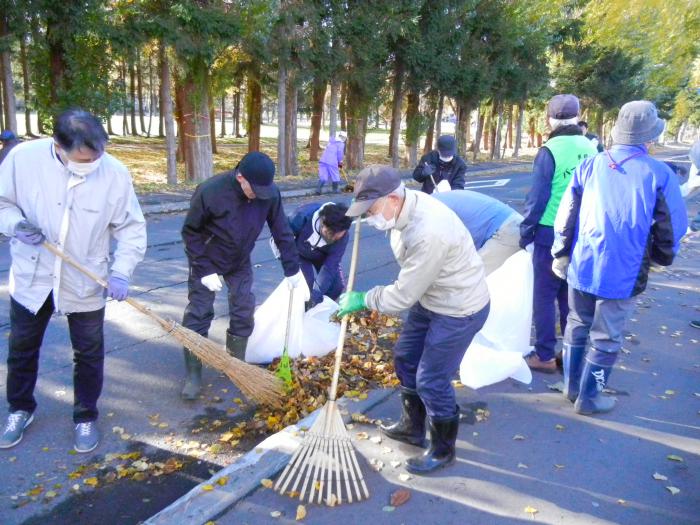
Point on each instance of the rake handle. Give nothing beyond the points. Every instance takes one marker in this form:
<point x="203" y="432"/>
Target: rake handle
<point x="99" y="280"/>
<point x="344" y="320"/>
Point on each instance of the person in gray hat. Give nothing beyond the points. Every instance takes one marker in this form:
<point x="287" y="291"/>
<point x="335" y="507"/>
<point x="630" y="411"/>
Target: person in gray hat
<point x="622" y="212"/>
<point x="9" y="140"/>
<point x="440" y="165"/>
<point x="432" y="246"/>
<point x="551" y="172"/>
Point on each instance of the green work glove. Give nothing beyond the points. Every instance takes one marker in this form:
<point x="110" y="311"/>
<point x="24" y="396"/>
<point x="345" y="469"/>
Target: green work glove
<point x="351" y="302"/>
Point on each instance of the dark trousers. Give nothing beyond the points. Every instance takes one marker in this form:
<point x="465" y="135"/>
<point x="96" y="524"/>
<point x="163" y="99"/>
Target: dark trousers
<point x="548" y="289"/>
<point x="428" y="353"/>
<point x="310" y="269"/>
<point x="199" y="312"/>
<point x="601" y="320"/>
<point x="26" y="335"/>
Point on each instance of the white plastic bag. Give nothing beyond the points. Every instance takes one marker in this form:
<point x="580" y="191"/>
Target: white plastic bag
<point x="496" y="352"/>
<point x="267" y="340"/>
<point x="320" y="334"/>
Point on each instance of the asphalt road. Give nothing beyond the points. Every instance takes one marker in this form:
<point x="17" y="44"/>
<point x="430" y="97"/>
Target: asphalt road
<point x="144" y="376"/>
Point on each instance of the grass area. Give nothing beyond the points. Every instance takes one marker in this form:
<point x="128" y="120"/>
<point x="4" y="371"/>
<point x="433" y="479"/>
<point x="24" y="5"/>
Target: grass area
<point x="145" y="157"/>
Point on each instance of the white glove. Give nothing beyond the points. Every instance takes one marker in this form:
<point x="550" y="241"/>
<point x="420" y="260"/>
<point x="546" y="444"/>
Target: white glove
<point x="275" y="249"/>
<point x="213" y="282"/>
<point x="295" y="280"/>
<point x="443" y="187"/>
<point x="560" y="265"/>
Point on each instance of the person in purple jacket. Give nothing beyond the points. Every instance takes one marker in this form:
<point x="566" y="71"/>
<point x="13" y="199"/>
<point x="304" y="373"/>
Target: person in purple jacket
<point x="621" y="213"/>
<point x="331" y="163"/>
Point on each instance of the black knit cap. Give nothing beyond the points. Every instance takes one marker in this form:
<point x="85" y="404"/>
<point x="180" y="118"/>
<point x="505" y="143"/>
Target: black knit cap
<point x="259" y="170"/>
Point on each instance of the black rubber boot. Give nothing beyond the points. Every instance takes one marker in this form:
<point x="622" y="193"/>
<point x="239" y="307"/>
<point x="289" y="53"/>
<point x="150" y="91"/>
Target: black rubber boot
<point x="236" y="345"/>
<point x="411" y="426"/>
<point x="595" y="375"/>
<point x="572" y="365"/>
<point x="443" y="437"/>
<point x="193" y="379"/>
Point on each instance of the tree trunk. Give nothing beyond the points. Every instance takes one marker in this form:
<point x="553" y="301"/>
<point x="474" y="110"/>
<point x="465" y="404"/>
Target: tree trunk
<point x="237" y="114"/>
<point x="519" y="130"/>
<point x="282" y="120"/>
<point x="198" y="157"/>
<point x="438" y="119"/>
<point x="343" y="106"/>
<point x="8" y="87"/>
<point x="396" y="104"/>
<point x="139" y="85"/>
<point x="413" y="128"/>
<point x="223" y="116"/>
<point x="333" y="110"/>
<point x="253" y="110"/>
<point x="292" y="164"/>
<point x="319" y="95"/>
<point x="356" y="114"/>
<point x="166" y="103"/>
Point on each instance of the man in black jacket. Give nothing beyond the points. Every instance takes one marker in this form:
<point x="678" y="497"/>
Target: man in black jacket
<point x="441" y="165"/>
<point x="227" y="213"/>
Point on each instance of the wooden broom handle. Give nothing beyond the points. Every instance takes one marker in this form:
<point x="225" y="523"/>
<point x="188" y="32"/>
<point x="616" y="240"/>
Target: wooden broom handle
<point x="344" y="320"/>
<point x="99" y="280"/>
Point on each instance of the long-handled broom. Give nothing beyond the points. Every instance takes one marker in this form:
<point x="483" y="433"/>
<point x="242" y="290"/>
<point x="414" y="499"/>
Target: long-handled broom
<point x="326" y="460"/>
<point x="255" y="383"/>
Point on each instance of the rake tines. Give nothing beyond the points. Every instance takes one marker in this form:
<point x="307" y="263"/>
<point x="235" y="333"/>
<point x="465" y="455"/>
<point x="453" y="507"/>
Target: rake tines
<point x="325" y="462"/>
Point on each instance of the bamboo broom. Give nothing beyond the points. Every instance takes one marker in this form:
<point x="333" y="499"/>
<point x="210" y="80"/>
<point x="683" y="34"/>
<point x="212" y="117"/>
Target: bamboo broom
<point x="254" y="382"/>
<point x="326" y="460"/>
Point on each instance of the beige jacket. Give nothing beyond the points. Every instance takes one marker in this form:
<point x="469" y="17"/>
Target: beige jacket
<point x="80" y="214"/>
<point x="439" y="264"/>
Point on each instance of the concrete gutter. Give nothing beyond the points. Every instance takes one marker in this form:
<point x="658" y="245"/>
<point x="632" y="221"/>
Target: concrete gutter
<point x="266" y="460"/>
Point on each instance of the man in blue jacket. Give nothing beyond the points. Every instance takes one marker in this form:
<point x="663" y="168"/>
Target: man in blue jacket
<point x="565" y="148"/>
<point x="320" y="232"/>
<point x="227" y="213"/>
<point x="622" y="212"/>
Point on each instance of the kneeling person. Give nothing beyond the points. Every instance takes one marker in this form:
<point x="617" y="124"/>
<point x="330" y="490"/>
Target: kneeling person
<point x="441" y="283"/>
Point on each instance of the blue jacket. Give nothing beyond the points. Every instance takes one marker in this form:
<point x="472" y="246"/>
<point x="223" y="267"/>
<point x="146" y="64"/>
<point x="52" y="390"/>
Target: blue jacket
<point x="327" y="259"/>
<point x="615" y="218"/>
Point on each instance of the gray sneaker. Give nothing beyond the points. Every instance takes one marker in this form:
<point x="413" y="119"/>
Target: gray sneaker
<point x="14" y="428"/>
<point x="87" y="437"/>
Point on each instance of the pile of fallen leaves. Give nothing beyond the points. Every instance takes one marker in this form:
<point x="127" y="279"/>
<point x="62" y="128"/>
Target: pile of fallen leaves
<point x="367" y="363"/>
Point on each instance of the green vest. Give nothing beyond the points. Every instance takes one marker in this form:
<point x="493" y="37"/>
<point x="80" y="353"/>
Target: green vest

***

■ GOAL OF THE EXERCISE:
Lines holding the word "vest" are the answer; copy each one from the records above.

■ SOLUTION:
Point on each instance of the green vest. Give nothing beyond the points. Every instance takes one marker in this form:
Target: green vest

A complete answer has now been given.